→ Exercise prompt:
Count the lines in the records below that contain the word "water". Reply with the number only.

===== Provided records

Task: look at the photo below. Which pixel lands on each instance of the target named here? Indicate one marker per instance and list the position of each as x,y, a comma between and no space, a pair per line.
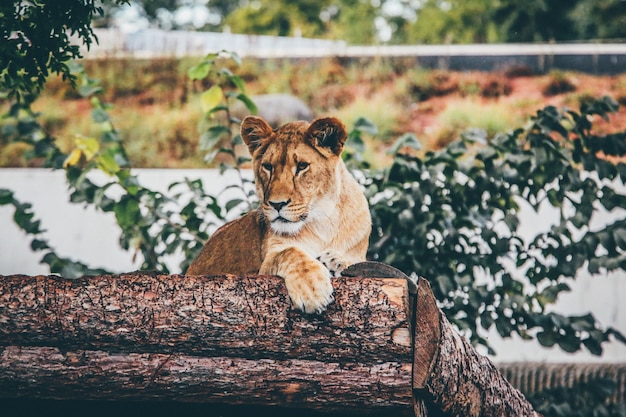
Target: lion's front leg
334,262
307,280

==========
===== Provided records

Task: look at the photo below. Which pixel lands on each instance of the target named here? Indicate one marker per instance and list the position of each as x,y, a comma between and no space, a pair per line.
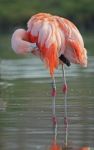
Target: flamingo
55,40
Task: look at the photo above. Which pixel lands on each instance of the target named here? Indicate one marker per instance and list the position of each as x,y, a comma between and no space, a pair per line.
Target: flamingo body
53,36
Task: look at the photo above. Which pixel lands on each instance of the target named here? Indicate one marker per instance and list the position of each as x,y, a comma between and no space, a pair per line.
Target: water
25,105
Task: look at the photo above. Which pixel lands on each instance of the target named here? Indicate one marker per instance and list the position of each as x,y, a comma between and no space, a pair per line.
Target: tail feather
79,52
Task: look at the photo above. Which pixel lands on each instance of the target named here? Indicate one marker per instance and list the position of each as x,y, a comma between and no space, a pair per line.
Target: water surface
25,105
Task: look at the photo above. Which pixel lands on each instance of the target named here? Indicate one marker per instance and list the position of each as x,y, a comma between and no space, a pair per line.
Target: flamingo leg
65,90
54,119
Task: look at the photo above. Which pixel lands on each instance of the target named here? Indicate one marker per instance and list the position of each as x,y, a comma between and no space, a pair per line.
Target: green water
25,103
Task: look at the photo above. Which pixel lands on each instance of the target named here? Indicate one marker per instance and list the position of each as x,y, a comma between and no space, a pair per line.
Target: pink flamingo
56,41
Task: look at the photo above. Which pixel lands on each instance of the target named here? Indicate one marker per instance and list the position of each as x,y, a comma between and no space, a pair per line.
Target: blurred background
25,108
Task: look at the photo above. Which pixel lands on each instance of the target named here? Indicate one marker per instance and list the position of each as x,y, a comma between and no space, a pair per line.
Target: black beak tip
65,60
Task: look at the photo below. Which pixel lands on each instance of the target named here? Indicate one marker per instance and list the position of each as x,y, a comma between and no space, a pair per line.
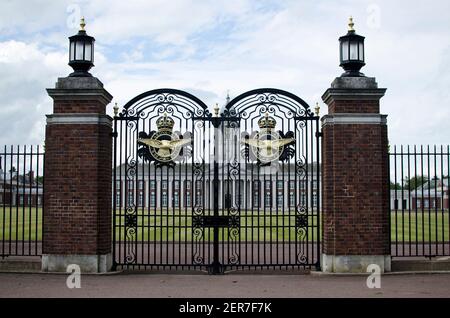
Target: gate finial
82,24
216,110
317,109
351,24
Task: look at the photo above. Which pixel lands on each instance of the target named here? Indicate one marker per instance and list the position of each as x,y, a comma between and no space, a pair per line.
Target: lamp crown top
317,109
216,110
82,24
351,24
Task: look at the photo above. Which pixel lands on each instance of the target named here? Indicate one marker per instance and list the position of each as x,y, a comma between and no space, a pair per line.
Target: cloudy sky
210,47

==========

→ Correct answer:
3